──────── Information shown ────────

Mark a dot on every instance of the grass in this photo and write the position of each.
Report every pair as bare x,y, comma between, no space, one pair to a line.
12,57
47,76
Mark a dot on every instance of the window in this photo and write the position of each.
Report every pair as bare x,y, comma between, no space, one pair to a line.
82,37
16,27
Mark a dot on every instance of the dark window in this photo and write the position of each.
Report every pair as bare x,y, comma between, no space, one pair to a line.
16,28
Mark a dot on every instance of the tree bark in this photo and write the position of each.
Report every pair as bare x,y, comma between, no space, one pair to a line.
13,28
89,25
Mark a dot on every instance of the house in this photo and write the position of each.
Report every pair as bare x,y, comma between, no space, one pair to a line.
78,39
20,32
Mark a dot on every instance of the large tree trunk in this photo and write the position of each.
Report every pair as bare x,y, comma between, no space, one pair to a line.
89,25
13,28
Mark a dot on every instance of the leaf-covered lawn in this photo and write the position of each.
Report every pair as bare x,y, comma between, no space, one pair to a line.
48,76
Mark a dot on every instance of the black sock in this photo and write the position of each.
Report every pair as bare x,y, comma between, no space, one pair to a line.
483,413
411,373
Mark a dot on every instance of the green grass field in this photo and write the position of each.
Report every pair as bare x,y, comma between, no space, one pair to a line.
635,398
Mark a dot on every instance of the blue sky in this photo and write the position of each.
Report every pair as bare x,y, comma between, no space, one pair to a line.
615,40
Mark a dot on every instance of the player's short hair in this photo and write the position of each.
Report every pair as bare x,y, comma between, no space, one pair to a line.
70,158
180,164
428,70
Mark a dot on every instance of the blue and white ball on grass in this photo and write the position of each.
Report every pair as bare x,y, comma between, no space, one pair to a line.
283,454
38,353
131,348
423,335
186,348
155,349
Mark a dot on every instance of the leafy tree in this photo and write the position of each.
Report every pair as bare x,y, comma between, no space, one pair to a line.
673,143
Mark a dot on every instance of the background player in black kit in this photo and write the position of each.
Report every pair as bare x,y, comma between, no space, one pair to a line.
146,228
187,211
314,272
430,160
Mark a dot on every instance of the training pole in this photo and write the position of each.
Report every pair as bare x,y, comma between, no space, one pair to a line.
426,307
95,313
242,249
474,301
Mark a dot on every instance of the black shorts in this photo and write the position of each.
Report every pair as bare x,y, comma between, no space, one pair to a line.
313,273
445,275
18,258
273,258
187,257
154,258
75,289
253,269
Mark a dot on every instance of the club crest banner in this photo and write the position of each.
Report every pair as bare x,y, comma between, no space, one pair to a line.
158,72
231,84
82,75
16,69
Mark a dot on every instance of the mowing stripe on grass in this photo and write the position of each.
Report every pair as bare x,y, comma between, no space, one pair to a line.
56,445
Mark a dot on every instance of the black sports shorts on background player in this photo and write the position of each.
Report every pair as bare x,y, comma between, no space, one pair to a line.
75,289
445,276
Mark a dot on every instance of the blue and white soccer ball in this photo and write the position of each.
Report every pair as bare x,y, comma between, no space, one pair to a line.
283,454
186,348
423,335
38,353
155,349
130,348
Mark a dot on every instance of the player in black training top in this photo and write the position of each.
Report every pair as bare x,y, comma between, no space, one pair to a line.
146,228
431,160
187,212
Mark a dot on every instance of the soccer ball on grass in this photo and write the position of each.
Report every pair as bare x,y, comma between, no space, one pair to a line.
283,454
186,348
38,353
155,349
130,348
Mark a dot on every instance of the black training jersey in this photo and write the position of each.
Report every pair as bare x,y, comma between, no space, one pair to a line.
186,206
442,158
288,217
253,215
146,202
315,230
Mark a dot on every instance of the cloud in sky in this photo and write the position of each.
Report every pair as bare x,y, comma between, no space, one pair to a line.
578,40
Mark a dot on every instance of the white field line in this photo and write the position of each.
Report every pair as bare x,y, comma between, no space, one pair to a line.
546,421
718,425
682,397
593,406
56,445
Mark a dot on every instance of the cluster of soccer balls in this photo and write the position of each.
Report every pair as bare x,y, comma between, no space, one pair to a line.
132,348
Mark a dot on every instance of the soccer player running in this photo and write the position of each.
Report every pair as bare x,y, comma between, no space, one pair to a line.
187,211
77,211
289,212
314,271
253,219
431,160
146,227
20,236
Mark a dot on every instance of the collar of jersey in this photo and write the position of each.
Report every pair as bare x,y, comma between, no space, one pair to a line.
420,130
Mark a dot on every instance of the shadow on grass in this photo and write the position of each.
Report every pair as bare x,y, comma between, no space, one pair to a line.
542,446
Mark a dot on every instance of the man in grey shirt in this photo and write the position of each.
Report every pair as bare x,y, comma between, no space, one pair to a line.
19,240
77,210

────────

Return every line of the material exactly.

Mark a dot on every instance of the grass in this photo and write the position of each.
Report every pair as bare x,y, comma between, no space, one pair to a line.
12,57
47,76
Mark a dot on every instance of the window in this photo and write the position of each.
Report every pair as bare x,y, comma between, no space, one pair to a line.
82,37
16,27
Mark a dot on every instance of the dark window in this photo and write the position of each.
Report every pair as bare x,y, comma between, no space, one pair to a line.
16,28
Mark a dot on every instance of the tree bark in this photo and write the position of each.
Report every pair as bare x,y, comma between, no space, one pair to a line.
13,28
89,25
Mark a dot on every instance of the house in this photo and write the position of each.
Report every pair as bare x,y, comma between, no space, one pair to a line.
78,39
20,32
Mark a dot on every instance of the large tree trunk in this photo and write the position of each.
Report every pair as bare x,y, comma between, no space, one pair to a line.
89,25
13,28
Mark a dot on every instance of the leaf-covered lawn in this photo and write the position of each.
Report every pair as bare x,y, comma between, no space, one pair to a line.
48,76
Mark a dot on every instance of the black sock in this photo and write the position of each.
Report every pair as bare x,y, comma between, no space, one pair to a line.
483,413
411,373
Mark a dot on every instance of the green grass field in this photo and write the position of each.
Report every pair as bare x,y, comma between, no space, one pair to a line.
635,398
Mark a dot on every instance of the blue sky in this photo and write the position of each.
Report every pair as bare x,y, comma between, no space, one pair to a line.
615,40
Mark a dot on every instance of the player's short hair in this photo and write the position of each.
Report every pair as bare x,y, comma between, no space, one pair to a line.
70,158
180,164
428,70
Mark a dot on every instance of the blue and white ball on grass in this photo and write the position of each.
Report every pair as bare x,y, comma between, no space, one pair to a line.
283,454
38,353
131,348
423,335
186,348
155,349
Mark a dot on every instance of the leafy tree in this photo and write the position of each.
Report every pair as bare x,y, comma between, no space, one pair to a line.
673,143
Mark a dot on every instance of the background player in black kit in this photo and write the position of each.
Report every pair as bare x,y, comma between, no space, one pair to a line.
146,228
187,211
314,272
430,160
Mark a dot on every instance of the training pole in this photo and write the position of each.
Report every pair as bare x,y, comma between, no space, one pair to a line.
426,307
95,313
242,249
474,301
Mark a dot on every instance of the black shorts in this photo and write the position of each.
Report every pair as bare x,y, comma between, no space, one pair to a line.
313,273
445,275
18,258
273,258
187,257
154,258
75,289
253,269
Mark a dot on every instance of the club crest banner in this photo and write the position of each.
Report every pair as bare x,y, comma between, no space, one pair to a line.
158,72
231,84
82,75
16,69
Mark a dot on every instance of the mowing stripe on grass in this photo and write the position of each.
Report every pair as bare x,y, comma between, no space, one pair to a line.
56,445
Mark a dot on every instance of the black sports shorts on background player in this photo and write the position of each.
Report every pair as bare x,y, comma between, no space, one pair to a line.
75,289
445,276
Mark a dot on every instance of the blue and white soccer ball in this photo and write the position of each.
Report every pair as bare x,y, comma between, no space, one pair to a line.
283,454
186,348
423,335
38,353
155,349
130,348
Mark a dot on every instance of the player in black training top in this photo and write the position of each.
Report every pair as bare x,y, comma between, no space, one pair to a line.
146,228
431,160
187,212
Mark a dot on every instance of the soccer ball on grass in this photo and write the position of each.
Report every pair as bare x,y, comma between, no space, one pair to a line.
283,454
186,348
38,353
155,349
130,348
Mark a dot on every instance of the black training jersey in this photo and write the position of each.
Report every pair as bare x,y, comma between, no space, one pair to a line.
186,206
442,158
288,217
253,215
146,202
315,230
Mark a dot on every instance of the cloud in sky in this photo and write the position of each.
Report every pair as bare x,y, comma between, no space, one pair to a line.
578,40
Mark a dot on every instance of the white field line in this photo and write the position of each.
Report every pair as bare x,y, comma between, no space, one pair to a line.
546,421
718,425
682,397
593,406
56,445
Mark a dot on every instance of the cluster of soccer balls in this photo and write the position of each.
Report every pair as bare x,y, comma between, no space, one pair to a line.
132,348
Mark a dot on every instance of the soccer player running in this photo and write the position of each.
Report every pair as bare x,y, comma between, no space, one pair to a line.
187,211
77,211
289,212
314,271
253,219
431,160
146,227
20,236
Mark a dot on every instance of the collar of jersey in this photo and write the position of each.
Report every pair as bare x,y, comma between, no space, one pair to a line.
420,130
Mark a dot on every instance of the shadow on grass in this photo and write the position of each.
Report every pair as bare x,y, comma between, no space, one pair to a line.
542,446
Mark a dot on every instance of the man in grey shirt in this photo and write the position of each.
Report every pair as bare x,y, comma between, no space, one pair to a line.
19,240
77,210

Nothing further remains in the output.